** Provided data follows **

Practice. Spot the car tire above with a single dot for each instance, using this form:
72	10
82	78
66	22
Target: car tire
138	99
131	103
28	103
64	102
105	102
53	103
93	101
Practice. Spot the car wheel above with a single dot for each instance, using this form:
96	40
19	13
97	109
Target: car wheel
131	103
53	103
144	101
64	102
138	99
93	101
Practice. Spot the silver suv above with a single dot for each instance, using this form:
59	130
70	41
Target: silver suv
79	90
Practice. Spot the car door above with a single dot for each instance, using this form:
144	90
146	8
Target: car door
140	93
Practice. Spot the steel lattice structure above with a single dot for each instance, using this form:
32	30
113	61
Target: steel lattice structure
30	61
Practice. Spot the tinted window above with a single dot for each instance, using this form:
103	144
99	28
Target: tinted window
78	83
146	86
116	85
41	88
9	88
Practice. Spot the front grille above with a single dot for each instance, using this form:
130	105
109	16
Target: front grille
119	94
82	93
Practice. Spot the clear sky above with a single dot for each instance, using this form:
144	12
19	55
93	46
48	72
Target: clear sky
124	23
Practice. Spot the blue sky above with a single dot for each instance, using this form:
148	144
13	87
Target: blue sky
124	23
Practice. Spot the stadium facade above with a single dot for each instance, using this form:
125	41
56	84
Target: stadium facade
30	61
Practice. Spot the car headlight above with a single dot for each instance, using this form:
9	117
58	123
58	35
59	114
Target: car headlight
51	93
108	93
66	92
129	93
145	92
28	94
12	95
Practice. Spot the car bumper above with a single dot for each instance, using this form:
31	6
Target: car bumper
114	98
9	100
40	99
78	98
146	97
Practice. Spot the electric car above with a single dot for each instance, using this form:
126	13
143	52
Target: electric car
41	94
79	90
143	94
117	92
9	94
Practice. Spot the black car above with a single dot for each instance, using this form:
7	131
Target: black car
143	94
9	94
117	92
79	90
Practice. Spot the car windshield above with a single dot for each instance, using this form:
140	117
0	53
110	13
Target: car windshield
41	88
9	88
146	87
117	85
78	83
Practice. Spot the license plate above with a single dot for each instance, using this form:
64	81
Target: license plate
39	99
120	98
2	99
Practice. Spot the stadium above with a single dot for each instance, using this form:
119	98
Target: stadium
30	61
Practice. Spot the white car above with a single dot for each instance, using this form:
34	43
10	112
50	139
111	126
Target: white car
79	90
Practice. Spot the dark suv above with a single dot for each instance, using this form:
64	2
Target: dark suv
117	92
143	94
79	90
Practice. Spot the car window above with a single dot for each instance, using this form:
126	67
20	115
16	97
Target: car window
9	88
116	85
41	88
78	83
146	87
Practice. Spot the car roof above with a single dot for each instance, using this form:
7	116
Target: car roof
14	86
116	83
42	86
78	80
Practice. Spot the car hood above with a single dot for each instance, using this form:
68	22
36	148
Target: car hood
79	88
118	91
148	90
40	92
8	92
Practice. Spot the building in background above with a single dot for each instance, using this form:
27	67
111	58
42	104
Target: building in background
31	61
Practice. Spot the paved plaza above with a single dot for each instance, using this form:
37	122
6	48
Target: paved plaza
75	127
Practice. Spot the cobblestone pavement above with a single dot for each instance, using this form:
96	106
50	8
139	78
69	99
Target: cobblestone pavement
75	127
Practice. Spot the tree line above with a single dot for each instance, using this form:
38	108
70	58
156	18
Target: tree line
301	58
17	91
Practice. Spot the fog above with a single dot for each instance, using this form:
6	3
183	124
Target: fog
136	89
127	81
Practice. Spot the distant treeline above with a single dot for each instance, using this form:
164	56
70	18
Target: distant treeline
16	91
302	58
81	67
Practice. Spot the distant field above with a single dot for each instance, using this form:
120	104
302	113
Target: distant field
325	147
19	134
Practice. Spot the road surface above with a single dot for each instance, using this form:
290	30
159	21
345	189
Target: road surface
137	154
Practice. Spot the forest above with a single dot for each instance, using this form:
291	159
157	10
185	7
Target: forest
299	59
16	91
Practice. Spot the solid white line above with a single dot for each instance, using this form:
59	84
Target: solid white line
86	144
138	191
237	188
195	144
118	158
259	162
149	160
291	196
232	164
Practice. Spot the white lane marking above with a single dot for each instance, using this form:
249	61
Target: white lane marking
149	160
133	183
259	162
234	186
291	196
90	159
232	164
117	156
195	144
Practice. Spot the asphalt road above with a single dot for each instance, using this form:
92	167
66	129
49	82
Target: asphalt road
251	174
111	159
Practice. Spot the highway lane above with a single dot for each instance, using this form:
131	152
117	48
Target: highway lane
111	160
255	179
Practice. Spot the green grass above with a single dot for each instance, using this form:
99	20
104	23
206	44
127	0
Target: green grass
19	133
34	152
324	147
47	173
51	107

** End of Provided data **

Assignment:
Your task is to copy every entry above, exactly as written.

Result below:
Practice. Spot the car tire above with a single dot for each instance, using this form:
72	10
82	78
66	22
Target: car tire
138	99
131	103
28	103
64	102
105	102
53	103
93	101
Practice. Spot the car wheel above with a single dot for each instance, using this form:
96	40
19	13
97	109
Target: car wheel
131	103
53	103
144	101
64	102
138	99
93	101
Practice. Spot the silver suv above with a single dot for each instance, using this form:
59	130
70	41
Target: silver suv
79	90
Practice. Spot the car door above with a single dot for each instance, using this form:
144	90
146	8
Target: car door
140	93
Practice. Spot the steel lattice structure above with a single dot for each instance, using this form:
32	30
113	61
Target: steel lattice structure
30	61
Practice. Spot the tinted window above with a single dot for each instance, using this form:
103	144
99	28
Target: tinted window
78	83
146	86
116	85
41	88
9	88
Practice. Spot the front grille above with a single dot for each instance, using this form:
130	105
109	16
Target: front grille
119	94
82	93
Practice. Spot the clear sky above with a single dot for each instance, using this form:
144	12
19	55
93	46
48	72
Target: clear sky
124	23
Practice. Spot the blue sky above with a single dot for each instance, using this form:
148	144
13	87
Target: blue sky
124	23
Practice. Spot the stadium facade above with a single dot for each instance, using this form:
125	41
56	84
Target: stadium facade
30	61
Practice. Spot the car headlight above with a single dot for each instance, using this form:
9	117
58	123
58	35
59	114
Target: car headlight
51	93
108	93
66	92
129	93
145	92
28	94
12	95
Practice. Spot the car bumper above with a single dot for each instance, using this form:
31	6
Target: car bumper
114	98
9	100
40	99
78	98
146	97
Practice. Spot the electric car above with a single dot for each instance, using this form:
126	13
143	52
Target: electric car
41	94
79	90
143	94
117	92
9	94
Practice. Spot the black car above with a single dot for each instance, using this form:
7	131
Target: black car
143	94
9	94
117	92
79	90
Practice. Spot the car windshield above with a single dot for each instance, using this form:
140	117
0	53
110	13
Target: car windshield
41	88
9	88
146	87
117	85
78	83
Practice. Spot the license plate above with a single dot for each instance, using this form:
64	81
Target: license plate
39	99
120	98
2	99
Practice. Spot the stadium above with a single dot for each instance, using this form:
119	98
Target: stadium
30	61
Practice. Spot the white car above with a single dot for each instance, using this form:
34	43
10	112
50	139
111	126
Target: white car
79	90
Practice. Spot the dark suv above with a single dot for each instance, using this form:
64	2
Target: dark suv
117	92
143	94
79	90
Practice. Spot the car window above with a single dot for each instance, using this form:
126	67
20	115
16	97
Target: car window
9	88
116	85
41	88
78	83
146	87
Practice. Spot the car roof above with a single dot for each instance, using this form:
7	116
Target: car roof
14	86
116	83
42	86
78	80
Practice. Spot the car hood above with a single dot for each instance, using this form:
68	22
36	148
Target: car hood
79	88
118	91
148	90
40	92
8	92
Practice. Spot the building in background above with a single dot for each instance, using this form:
27	67
111	58
42	104
Target: building in background
31	61
Practice. Spot the paved plaza above with a single dot for each instance, using this form:
37	122
6	48
Target: paved plaza
75	127
Practice. Spot the cobblestone pavement above with a single dot for each instance, using this form:
96	106
50	8
139	78
69	99
Target: cobblestone pavement
75	127
Practice. Spot the tree line above with a single dot for each instance, using this form:
38	108
70	58
156	18
Target: tree line
301	58
17	91
Practice. Spot the fog above with a single dot for each instance, using this form:
6	3
183	124
Target: fog
136	89
127	81
Practice. Spot the distant treeline above with a single dot for each instance, using this form:
164	56
70	18
Target: distant treeline
16	91
302	58
81	67
Practice. Spot the distant field above with a single dot for each instance, using this form:
120	104
302	113
Target: distant field
325	147
19	134
Practice. Spot the road surface above with a single dot for each instance, using this form:
290	30
159	21
345	189
Target: road surface
137	154
Practice. Spot the forest above with a single dot for each instance, using this form:
291	159
157	10
185	7
Target: forest
299	59
16	91
Practice. Spot the solid white line above with a single dot for each instance, using this form:
59	84
Target: solid white line
86	144
138	191
237	188
195	144
118	158
259	162
149	160
291	196
232	164
Practice. Spot the white lane marking above with a single dot for each instance, using this form:
249	61
Target: white lane marking
149	160
133	183
259	162
234	186
291	196
90	159
232	164
117	156
195	144
Practice. Spot the asphalt road above with a single dot for each instance, using this form:
92	167
66	129
49	82
Target: asphalt road
251	174
111	159
Practice. Spot the highway lane above with a single dot for each instance, using this form:
131	152
117	48
Target: highway lane
111	160
255	179
Practice. Spot the green grass above with a single dot for each instance, using this form:
99	20
104	23
206	44
127	0
Target: green grass
19	133
34	152
324	147
47	173
51	107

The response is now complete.